Problem details — Can you rewrite the thread on raw bones for a puppy, between "My 10# toy poodle" and "about 0.04 seconds.", inclusive, replacing "knuckle bones" with "marrow bones"?

Text for analysis —

==================================================

# Raw bones for a shih tzu pup?



## Fuzzy Pants (Jul 31, 2010)

What kind & size of bone would be safe to give a small breed puppy? I'm scared to give chicken bones because of how they splinter even though they would probably be the right size for her.


----------



## katielou (Apr 29, 2010)

Chicken bones are fine as long as they are raw.

Small rib bones would be good and chicken wings and legs.


----------



## Fuzzy Pants (Jul 31, 2010)

Thanks, I picked her up a small beef rib bone from TSC. She loves it.


----------



## Bird-Dog (Dec 24, 2008)

My 10# toy poodle mix gets: chicken wings, chicken necks, turkey necks, chicken backs, chicken legs (only one package because the skin was a hassle to remove), beef ribs, and knuckle bones.

All the poultry pieces are good for a single meal for her, the beef ribs are sometimes big enough for two meals. She gets everything straight from the freezer, otherwise it'd be gone in about 0.04 seconds.

==================================================

Recorded information —
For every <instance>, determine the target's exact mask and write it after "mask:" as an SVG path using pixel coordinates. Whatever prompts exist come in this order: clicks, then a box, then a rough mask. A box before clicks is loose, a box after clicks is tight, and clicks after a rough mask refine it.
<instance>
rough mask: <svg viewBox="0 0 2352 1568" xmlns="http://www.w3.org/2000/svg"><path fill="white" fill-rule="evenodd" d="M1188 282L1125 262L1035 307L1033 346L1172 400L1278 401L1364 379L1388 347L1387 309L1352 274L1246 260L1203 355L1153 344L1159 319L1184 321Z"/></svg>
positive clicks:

==================================================

Task result —
My 10# toy poodle mix gets: chicken wings, chicken necks, turkey necks, chicken backs, chicken legs (only one package because the skin was a hassle to remove), beef ribs, and marrow bones.

All the poultry pieces are good for a single meal for her, the beef ribs are sometimes big enough for two meals. She gets everything straight from the freezer, otherwise it'd be gone in about 0.04 seconds.